[Position annotation records]
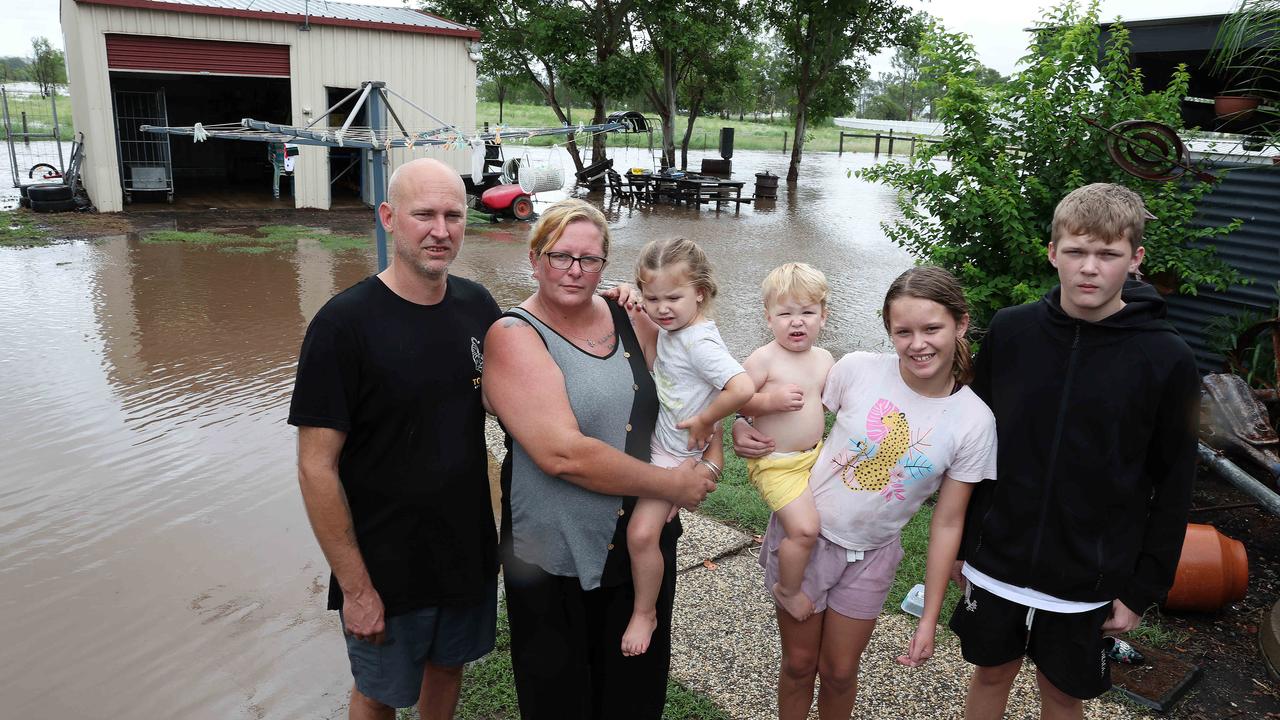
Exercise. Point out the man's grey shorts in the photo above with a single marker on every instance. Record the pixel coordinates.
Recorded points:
(392, 673)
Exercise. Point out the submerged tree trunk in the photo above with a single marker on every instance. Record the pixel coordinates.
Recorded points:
(689, 128)
(668, 115)
(548, 91)
(798, 146)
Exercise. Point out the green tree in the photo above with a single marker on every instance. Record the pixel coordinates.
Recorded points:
(677, 37)
(1015, 151)
(826, 45)
(543, 41)
(709, 85)
(48, 67)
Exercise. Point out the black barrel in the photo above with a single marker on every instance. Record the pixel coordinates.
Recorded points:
(726, 142)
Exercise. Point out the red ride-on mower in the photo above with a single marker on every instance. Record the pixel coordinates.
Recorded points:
(508, 200)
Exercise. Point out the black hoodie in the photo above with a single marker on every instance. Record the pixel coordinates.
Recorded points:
(1097, 451)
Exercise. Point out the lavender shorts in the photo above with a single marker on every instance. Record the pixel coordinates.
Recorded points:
(853, 588)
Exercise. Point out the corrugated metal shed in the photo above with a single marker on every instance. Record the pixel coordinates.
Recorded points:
(315, 9)
(1253, 195)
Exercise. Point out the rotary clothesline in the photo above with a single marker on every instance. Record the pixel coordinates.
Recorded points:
(376, 137)
(373, 139)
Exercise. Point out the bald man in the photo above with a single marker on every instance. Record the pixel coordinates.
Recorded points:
(392, 456)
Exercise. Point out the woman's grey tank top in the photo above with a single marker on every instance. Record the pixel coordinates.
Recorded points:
(561, 527)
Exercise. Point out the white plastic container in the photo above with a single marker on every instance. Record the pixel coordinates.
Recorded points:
(914, 601)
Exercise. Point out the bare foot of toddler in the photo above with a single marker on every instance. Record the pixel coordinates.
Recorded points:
(635, 639)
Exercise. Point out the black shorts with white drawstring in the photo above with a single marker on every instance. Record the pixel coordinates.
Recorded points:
(1066, 647)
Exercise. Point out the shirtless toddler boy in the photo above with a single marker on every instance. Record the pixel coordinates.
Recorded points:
(790, 373)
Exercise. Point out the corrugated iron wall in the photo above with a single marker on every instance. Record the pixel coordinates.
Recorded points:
(1253, 195)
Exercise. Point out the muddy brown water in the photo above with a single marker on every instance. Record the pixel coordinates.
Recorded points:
(154, 551)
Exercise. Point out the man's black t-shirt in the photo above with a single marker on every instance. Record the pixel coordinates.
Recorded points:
(403, 382)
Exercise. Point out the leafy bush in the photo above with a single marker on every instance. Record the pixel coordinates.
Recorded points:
(1016, 149)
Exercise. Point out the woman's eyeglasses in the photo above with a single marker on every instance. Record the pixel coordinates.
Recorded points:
(563, 261)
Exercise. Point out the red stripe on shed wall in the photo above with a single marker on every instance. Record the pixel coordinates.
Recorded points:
(182, 55)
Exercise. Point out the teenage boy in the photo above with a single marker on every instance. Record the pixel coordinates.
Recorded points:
(1095, 397)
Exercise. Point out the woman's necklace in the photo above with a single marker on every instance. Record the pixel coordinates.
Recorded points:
(607, 340)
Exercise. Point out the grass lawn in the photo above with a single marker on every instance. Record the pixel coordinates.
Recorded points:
(748, 135)
(272, 237)
(40, 114)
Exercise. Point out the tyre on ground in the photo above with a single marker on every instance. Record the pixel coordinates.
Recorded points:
(49, 192)
(51, 205)
(522, 208)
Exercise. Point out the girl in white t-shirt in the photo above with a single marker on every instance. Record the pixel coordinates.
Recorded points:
(905, 427)
(699, 383)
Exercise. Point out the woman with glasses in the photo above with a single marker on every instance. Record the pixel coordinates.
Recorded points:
(571, 386)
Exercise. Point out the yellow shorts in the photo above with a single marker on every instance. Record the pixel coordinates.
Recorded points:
(781, 477)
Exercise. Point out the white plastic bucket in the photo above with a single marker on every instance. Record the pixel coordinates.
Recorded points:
(542, 178)
(511, 171)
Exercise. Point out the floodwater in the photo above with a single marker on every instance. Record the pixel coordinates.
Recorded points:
(154, 551)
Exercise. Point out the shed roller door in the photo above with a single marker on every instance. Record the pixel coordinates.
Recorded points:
(183, 55)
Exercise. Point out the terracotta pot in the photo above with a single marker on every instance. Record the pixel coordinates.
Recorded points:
(1212, 572)
(1235, 105)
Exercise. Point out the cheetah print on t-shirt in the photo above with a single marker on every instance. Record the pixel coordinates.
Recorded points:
(873, 473)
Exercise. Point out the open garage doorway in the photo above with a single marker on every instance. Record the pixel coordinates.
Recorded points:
(216, 173)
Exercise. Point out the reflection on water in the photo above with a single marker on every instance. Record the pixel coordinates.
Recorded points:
(154, 551)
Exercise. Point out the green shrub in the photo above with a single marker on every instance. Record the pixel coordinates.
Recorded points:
(1015, 150)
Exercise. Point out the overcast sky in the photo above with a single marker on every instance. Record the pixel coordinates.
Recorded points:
(996, 27)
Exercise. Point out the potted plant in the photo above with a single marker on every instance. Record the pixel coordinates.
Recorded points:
(1233, 106)
(1247, 51)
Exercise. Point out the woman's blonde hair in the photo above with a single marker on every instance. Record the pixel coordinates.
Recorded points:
(798, 281)
(928, 282)
(659, 254)
(551, 226)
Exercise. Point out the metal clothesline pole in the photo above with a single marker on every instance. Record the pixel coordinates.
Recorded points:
(379, 172)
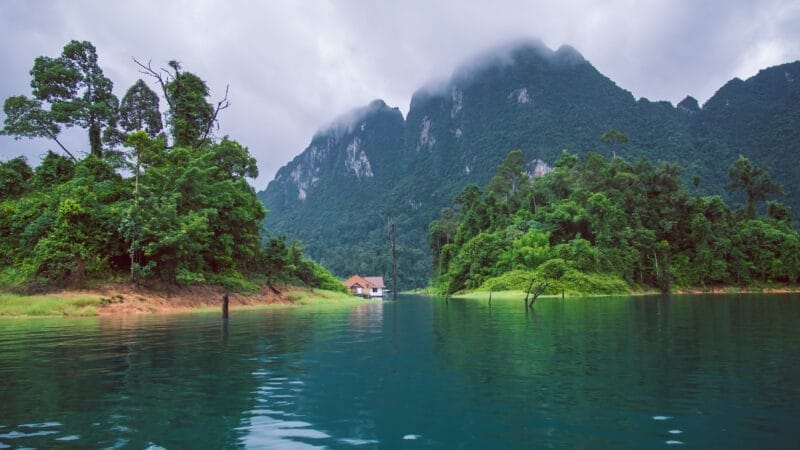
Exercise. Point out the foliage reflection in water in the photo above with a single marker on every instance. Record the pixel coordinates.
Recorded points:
(623, 372)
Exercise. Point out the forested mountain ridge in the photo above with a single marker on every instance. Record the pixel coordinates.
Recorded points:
(525, 97)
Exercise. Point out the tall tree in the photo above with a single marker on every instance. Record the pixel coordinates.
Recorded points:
(25, 117)
(754, 181)
(139, 110)
(191, 118)
(77, 90)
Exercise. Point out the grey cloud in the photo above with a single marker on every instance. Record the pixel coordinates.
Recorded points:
(294, 67)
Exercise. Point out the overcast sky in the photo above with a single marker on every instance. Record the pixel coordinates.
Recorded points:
(293, 66)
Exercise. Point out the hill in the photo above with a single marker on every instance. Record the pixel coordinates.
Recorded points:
(337, 195)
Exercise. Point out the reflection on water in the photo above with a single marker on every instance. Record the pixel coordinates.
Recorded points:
(644, 372)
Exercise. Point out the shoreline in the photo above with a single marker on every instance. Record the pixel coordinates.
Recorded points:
(730, 290)
(121, 299)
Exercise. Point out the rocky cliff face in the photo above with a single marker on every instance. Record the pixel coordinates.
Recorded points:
(372, 164)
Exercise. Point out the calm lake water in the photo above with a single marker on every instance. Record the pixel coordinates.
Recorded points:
(645, 372)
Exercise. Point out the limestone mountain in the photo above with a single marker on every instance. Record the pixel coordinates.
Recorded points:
(373, 164)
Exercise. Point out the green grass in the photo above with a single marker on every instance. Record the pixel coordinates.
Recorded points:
(48, 305)
(300, 299)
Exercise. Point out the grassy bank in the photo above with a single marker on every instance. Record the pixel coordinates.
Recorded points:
(124, 300)
(50, 305)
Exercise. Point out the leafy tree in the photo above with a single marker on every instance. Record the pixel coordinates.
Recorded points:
(77, 90)
(54, 169)
(139, 110)
(26, 118)
(15, 175)
(754, 181)
(603, 222)
(612, 138)
(190, 117)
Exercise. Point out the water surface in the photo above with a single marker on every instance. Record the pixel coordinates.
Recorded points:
(616, 372)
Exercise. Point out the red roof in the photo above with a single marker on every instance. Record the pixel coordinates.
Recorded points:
(375, 282)
(365, 282)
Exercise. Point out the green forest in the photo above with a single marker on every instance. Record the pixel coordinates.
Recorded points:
(147, 200)
(601, 226)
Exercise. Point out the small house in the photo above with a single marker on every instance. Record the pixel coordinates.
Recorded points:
(367, 287)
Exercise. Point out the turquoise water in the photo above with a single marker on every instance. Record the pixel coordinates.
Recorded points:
(644, 372)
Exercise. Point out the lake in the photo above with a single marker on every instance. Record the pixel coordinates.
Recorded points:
(705, 372)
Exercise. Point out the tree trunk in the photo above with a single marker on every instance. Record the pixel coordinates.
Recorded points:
(94, 140)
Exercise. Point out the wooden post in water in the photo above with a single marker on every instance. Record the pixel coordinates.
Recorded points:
(538, 292)
(394, 260)
(528, 292)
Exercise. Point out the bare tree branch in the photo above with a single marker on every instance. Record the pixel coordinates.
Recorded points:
(162, 81)
(222, 104)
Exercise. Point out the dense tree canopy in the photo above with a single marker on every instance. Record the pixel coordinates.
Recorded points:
(183, 213)
(596, 226)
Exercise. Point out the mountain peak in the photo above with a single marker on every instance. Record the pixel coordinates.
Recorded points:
(347, 122)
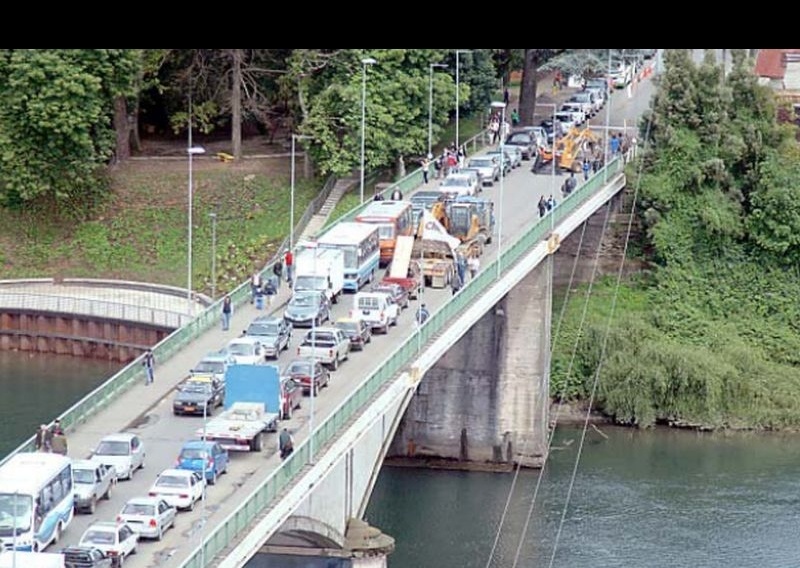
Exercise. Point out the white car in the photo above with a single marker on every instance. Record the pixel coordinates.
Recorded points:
(459, 184)
(148, 516)
(116, 540)
(247, 351)
(181, 488)
(124, 451)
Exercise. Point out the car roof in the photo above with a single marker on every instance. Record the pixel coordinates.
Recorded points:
(144, 500)
(267, 319)
(173, 471)
(84, 464)
(118, 437)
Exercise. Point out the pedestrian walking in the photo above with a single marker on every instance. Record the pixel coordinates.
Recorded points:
(474, 265)
(288, 261)
(270, 290)
(149, 363)
(277, 270)
(43, 440)
(455, 283)
(422, 314)
(227, 311)
(255, 286)
(285, 443)
(58, 440)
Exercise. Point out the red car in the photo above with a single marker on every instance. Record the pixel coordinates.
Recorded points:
(299, 371)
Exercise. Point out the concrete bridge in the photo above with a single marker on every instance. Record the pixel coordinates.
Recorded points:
(409, 389)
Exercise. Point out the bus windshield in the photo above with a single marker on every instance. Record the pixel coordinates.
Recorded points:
(15, 512)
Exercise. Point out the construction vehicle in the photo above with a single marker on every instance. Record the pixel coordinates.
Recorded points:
(469, 219)
(570, 149)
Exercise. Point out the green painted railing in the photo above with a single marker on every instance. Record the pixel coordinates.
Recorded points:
(273, 487)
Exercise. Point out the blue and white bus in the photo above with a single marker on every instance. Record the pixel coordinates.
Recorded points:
(36, 500)
(361, 247)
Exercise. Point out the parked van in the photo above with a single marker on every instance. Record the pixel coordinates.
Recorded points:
(378, 309)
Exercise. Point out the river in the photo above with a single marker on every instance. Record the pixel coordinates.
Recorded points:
(656, 498)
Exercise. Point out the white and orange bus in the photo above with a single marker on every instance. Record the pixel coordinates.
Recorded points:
(394, 219)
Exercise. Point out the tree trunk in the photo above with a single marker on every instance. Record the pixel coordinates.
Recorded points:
(123, 130)
(527, 90)
(236, 105)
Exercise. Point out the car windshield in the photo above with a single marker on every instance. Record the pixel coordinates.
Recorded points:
(481, 163)
(15, 511)
(519, 139)
(172, 481)
(143, 509)
(263, 329)
(299, 368)
(99, 537)
(456, 181)
(196, 387)
(305, 300)
(241, 349)
(212, 367)
(83, 475)
(113, 448)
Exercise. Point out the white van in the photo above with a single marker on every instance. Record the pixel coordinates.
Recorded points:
(379, 310)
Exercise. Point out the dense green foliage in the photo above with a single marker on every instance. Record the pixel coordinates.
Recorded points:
(710, 337)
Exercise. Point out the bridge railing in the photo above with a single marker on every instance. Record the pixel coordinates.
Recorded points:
(273, 487)
(92, 308)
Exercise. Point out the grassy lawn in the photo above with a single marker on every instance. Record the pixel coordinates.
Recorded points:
(139, 232)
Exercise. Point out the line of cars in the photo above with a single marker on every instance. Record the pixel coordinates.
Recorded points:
(117, 457)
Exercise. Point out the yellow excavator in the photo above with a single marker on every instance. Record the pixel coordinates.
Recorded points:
(570, 148)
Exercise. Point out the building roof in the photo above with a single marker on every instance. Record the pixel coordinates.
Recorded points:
(771, 63)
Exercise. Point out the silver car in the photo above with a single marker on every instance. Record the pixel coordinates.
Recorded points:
(488, 166)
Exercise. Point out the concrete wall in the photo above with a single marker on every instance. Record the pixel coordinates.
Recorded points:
(486, 401)
(483, 401)
(80, 336)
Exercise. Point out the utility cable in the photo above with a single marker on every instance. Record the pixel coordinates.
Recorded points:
(603, 349)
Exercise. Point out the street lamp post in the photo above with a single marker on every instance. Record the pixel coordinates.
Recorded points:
(192, 151)
(430, 107)
(502, 107)
(458, 85)
(213, 255)
(366, 61)
(295, 137)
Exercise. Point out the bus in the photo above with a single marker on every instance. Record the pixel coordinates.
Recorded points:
(36, 500)
(361, 247)
(394, 219)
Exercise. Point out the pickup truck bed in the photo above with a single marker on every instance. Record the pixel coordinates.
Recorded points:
(241, 427)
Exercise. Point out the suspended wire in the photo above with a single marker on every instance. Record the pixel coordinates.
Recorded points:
(573, 357)
(499, 531)
(604, 347)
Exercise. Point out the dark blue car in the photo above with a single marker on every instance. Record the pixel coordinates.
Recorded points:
(197, 454)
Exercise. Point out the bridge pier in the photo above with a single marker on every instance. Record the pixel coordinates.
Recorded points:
(486, 401)
(365, 547)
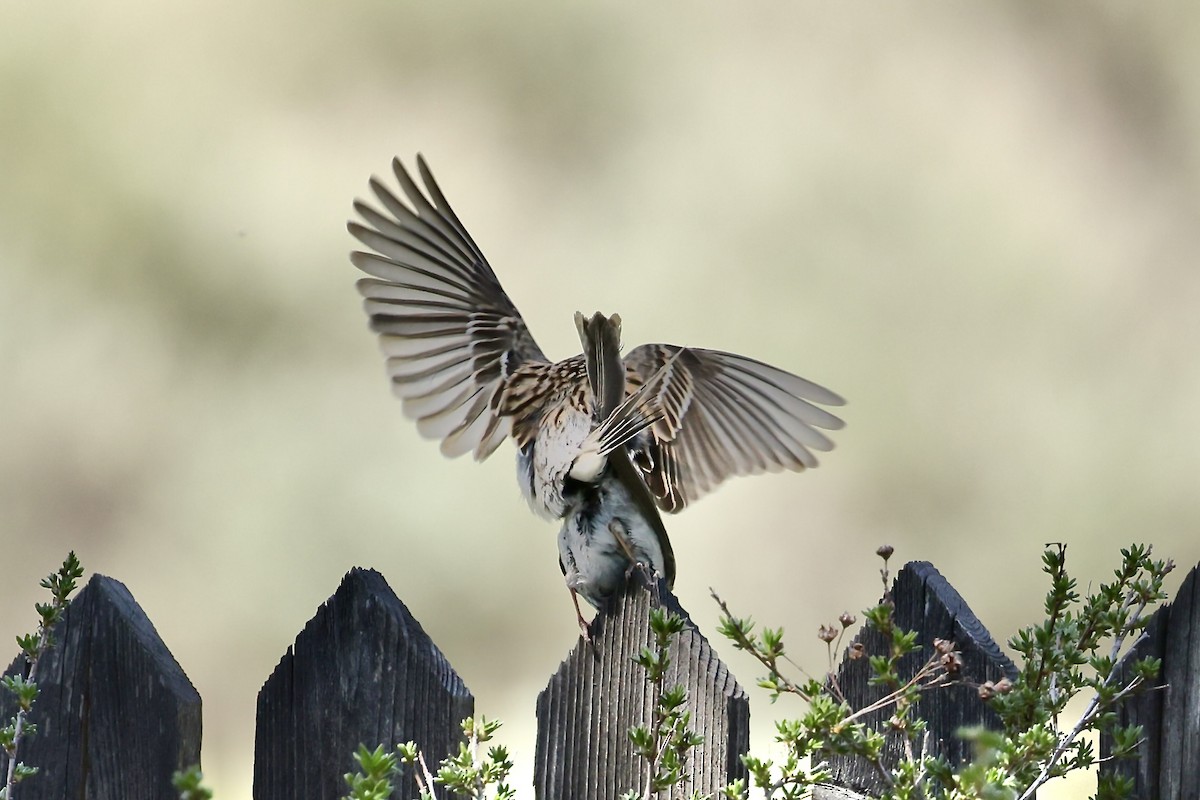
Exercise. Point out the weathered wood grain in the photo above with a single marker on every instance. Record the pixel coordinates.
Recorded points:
(115, 715)
(924, 602)
(361, 672)
(599, 692)
(1168, 763)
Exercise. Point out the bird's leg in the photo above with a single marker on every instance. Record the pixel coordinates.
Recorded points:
(579, 615)
(621, 534)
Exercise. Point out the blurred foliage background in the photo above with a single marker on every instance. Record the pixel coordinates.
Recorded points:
(977, 222)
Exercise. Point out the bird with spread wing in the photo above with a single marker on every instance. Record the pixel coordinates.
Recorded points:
(604, 441)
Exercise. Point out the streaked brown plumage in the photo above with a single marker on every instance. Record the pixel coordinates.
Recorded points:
(468, 371)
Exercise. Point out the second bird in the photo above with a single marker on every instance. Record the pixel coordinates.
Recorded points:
(603, 441)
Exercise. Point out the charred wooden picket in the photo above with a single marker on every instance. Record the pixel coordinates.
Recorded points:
(1168, 763)
(118, 716)
(115, 715)
(599, 692)
(361, 672)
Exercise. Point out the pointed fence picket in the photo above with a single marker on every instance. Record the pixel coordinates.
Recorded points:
(117, 715)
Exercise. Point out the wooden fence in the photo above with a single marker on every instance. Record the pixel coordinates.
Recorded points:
(117, 714)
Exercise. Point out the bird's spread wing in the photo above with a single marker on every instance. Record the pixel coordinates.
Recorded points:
(724, 415)
(450, 334)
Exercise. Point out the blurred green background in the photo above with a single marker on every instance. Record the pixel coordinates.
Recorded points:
(977, 222)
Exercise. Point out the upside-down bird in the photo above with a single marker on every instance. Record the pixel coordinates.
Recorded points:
(604, 441)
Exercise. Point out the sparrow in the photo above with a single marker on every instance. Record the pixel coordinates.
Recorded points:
(605, 441)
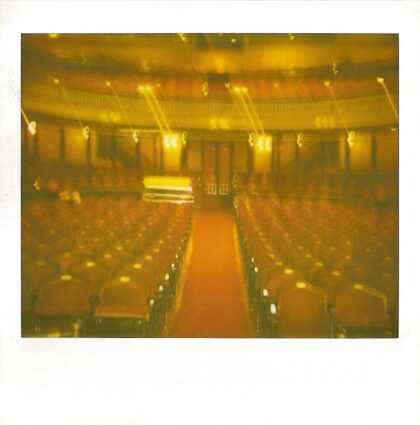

Aim: Update everything from the line containing "Exercise. Point out the second" down to the end of the records, replacing "charred wooden picket" with "burnt wooden picket" and leaving all else unchanged. Leave the pictures out of the answer.

Task answer:
Exercise. Point out the second bird in the photo above with a single marker on every instance. Record the pixel coordinates.
Recorded points:
(603, 441)
Exercise. Point out the burnt wooden picket in the photo above with a single marker on every instance. Record the pixel coordinates.
Recorded points:
(1168, 763)
(118, 716)
(115, 715)
(599, 692)
(361, 672)
Exercise. Point out the pointed fence picket in the photo above with a single marker on every instance. Record the pixel coordinates.
Recorded points:
(117, 715)
Exercise. Point out the wooden fence in the photo above with a single marker on every instance. Record the pixel coordinates.
Recorded points:
(117, 714)
Exercise. Point out the bird's spread wing in the photo above with a single marker on every instance. Record the pixel coordinates.
Recorded points:
(724, 415)
(450, 334)
Exercise. Point out the blurred green background in the photo above with a single marker on every instance. Record the pixel coordinates.
Recorded points:
(977, 222)
Exercise. Point out the upside-down bird in the photo above with a single marker on every instance. Record the pixel coordinates.
Recorded points:
(604, 441)
Exercise. Point out the sparrow in the photo above with a single marker on every instance. Record the pixel coordinates.
Recorded points:
(605, 441)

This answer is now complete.